** begin Material to process **
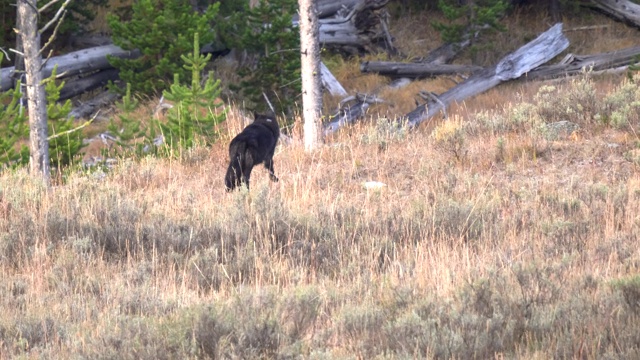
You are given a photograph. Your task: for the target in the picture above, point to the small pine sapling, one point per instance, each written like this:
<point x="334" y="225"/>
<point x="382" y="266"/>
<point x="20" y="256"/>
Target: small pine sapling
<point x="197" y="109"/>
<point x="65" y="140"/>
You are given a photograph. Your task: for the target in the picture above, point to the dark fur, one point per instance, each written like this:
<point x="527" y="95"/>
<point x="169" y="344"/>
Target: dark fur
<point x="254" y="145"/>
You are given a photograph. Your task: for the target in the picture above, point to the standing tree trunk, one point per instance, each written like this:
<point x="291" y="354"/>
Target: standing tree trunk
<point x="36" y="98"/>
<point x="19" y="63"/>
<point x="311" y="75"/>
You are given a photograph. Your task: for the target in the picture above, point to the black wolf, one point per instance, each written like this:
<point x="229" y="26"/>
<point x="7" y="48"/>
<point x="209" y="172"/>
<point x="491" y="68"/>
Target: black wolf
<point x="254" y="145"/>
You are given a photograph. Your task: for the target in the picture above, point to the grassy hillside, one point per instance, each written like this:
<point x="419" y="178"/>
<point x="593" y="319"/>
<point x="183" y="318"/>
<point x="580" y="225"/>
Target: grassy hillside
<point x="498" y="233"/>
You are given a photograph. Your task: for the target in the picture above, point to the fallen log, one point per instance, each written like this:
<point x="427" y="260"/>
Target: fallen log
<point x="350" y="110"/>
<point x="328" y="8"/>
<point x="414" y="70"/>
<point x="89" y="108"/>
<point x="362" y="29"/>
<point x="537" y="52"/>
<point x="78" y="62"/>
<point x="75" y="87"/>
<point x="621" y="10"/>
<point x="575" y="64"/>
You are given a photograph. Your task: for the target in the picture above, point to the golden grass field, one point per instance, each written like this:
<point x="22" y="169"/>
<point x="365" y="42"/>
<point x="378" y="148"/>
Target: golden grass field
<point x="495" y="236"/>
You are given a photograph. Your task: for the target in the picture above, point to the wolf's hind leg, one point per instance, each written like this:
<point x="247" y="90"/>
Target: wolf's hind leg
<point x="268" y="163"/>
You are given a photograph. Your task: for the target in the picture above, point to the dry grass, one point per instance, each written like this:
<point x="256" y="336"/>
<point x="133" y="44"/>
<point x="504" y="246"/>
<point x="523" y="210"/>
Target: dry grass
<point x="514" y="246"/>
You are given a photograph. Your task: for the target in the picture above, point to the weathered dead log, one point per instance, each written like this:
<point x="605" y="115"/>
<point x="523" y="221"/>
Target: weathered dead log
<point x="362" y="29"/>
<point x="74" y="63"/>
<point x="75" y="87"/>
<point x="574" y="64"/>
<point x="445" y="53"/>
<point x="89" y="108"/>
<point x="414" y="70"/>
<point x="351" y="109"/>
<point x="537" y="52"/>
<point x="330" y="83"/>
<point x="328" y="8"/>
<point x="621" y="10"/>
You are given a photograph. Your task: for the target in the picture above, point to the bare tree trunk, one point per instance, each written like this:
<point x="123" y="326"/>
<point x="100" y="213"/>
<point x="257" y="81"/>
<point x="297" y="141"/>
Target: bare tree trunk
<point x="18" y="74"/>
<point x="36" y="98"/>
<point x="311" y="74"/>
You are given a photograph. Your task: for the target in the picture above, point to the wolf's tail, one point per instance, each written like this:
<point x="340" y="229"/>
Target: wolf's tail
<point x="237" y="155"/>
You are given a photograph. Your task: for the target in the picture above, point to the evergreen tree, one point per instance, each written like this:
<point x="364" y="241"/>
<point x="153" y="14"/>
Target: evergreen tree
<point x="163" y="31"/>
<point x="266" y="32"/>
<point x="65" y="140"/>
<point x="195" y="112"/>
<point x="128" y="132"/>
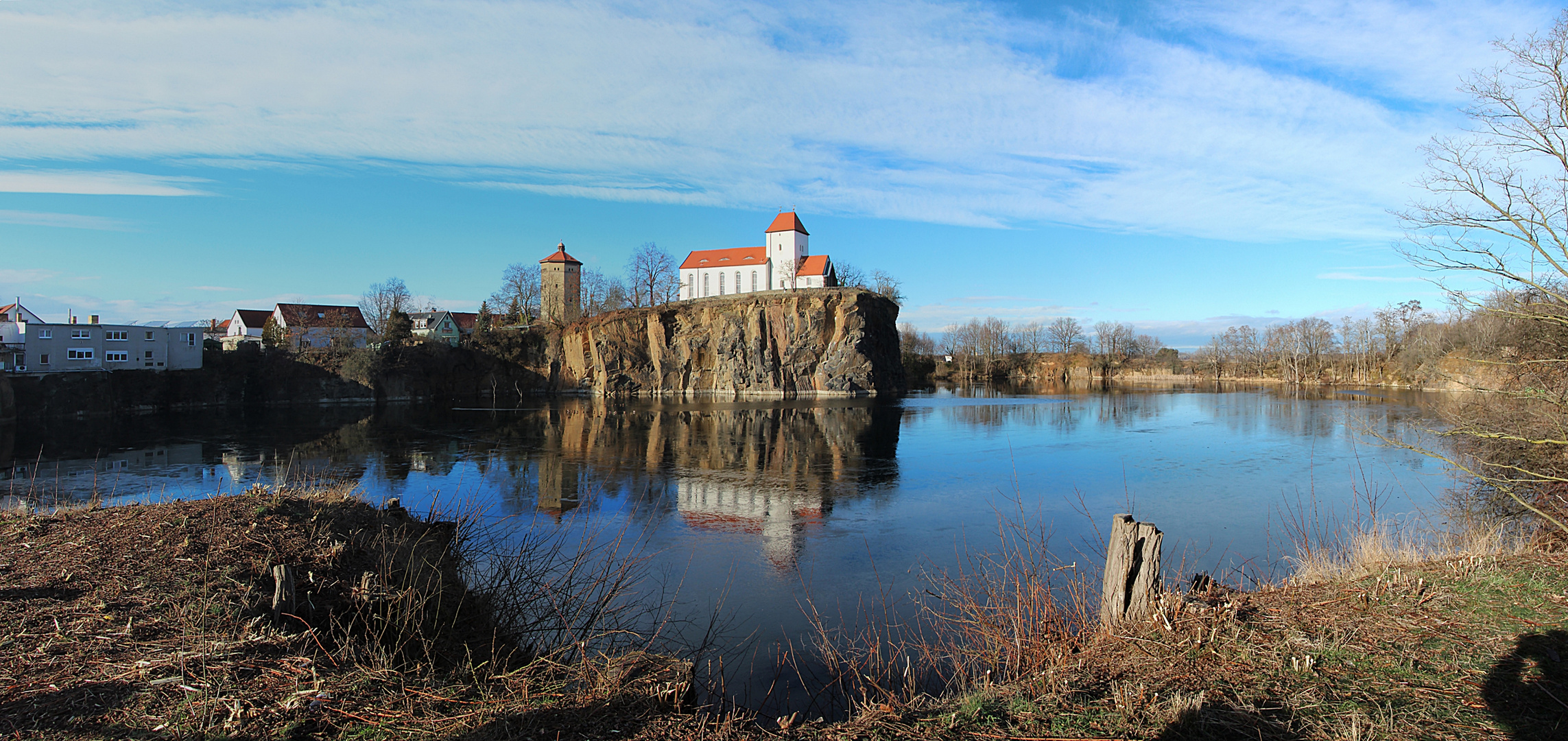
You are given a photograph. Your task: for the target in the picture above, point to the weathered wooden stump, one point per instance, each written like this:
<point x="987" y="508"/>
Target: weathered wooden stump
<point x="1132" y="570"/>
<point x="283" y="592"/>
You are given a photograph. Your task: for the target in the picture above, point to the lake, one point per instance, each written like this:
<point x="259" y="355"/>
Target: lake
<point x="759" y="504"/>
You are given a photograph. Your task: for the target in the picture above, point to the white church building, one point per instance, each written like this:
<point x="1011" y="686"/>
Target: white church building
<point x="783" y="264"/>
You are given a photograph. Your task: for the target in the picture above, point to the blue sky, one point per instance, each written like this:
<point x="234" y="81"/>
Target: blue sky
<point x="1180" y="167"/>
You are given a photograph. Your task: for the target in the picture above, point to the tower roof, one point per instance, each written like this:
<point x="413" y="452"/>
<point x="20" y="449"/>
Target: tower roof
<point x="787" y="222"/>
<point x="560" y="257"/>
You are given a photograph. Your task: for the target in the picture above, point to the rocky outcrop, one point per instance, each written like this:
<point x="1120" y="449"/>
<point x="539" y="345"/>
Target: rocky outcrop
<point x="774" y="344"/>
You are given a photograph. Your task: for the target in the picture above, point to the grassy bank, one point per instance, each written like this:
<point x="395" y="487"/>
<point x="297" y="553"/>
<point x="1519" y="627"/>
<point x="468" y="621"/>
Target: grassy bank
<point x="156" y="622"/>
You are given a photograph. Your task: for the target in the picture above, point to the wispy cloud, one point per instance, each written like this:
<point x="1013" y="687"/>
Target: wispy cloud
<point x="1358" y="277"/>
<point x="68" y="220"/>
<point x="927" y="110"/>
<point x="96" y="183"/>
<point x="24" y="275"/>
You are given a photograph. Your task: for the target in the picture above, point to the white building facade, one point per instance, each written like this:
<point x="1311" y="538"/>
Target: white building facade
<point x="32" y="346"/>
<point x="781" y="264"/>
** end Material to process **
** begin Material to process **
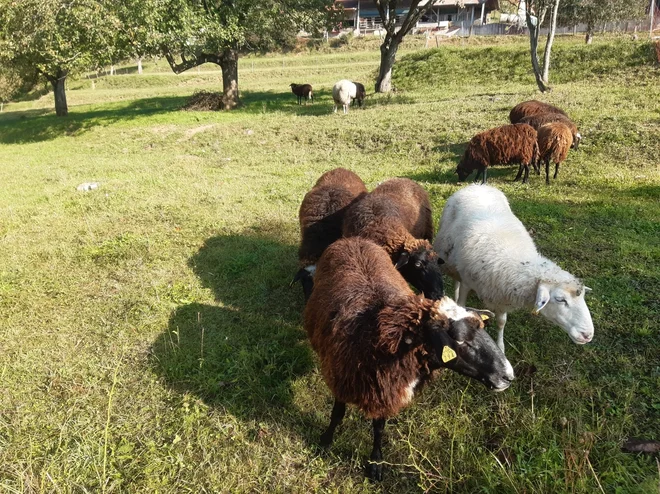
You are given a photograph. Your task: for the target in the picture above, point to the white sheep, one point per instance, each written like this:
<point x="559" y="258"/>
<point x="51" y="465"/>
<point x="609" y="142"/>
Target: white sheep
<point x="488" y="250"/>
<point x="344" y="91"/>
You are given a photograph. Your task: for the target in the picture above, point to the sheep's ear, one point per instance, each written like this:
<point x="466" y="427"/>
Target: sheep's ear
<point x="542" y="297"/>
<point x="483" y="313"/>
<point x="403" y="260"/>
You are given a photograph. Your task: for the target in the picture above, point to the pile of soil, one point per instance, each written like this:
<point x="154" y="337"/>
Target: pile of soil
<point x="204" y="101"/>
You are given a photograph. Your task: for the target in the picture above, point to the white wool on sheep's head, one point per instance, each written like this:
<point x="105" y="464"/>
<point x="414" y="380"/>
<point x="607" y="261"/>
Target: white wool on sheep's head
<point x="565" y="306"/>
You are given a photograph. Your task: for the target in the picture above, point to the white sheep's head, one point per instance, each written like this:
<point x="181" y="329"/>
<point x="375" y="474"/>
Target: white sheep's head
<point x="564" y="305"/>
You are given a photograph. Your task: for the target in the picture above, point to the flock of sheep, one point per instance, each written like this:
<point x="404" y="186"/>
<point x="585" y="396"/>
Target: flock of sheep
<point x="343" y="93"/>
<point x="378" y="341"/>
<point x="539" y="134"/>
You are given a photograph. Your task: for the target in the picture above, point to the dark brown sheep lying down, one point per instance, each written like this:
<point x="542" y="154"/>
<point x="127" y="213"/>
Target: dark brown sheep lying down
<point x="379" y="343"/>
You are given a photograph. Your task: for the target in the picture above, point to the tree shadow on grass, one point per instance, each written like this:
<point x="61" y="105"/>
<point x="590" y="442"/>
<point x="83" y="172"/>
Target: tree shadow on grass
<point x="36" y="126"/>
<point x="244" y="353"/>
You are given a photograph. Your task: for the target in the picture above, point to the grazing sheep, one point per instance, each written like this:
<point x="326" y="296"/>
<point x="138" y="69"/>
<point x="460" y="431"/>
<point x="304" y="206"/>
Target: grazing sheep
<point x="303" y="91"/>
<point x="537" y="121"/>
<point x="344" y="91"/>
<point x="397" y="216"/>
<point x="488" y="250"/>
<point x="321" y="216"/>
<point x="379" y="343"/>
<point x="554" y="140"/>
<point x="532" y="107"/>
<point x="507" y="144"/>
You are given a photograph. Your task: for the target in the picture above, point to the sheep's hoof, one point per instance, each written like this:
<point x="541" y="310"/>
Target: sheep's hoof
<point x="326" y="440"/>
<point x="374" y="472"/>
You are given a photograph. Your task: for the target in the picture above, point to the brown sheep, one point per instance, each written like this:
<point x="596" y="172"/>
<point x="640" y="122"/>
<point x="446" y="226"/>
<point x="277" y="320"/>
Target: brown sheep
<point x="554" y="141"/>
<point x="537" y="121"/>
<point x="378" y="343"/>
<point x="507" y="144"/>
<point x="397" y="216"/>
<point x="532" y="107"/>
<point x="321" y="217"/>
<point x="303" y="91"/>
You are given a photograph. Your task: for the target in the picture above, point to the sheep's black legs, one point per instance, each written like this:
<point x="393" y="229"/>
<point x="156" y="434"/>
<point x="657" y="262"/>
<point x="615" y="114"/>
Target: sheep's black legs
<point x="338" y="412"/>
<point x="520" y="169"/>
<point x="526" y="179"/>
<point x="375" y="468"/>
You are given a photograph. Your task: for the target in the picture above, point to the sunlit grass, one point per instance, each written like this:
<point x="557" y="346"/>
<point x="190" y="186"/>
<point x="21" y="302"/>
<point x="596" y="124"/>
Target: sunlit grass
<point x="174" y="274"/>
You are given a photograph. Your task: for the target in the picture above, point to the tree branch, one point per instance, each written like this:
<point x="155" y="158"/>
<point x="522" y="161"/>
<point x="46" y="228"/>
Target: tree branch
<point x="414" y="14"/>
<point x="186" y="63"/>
** end Material to process **
▸ What is expected
Show each line of the listing above that contains the string "hoof", treating uppercase and lowercase letters as distinct.

▸ Full answer
You are given a photograph. Your task: for the target in the picture above, point to the sheep's hoof, one point per instance, each written like this:
Target: sheep's hoof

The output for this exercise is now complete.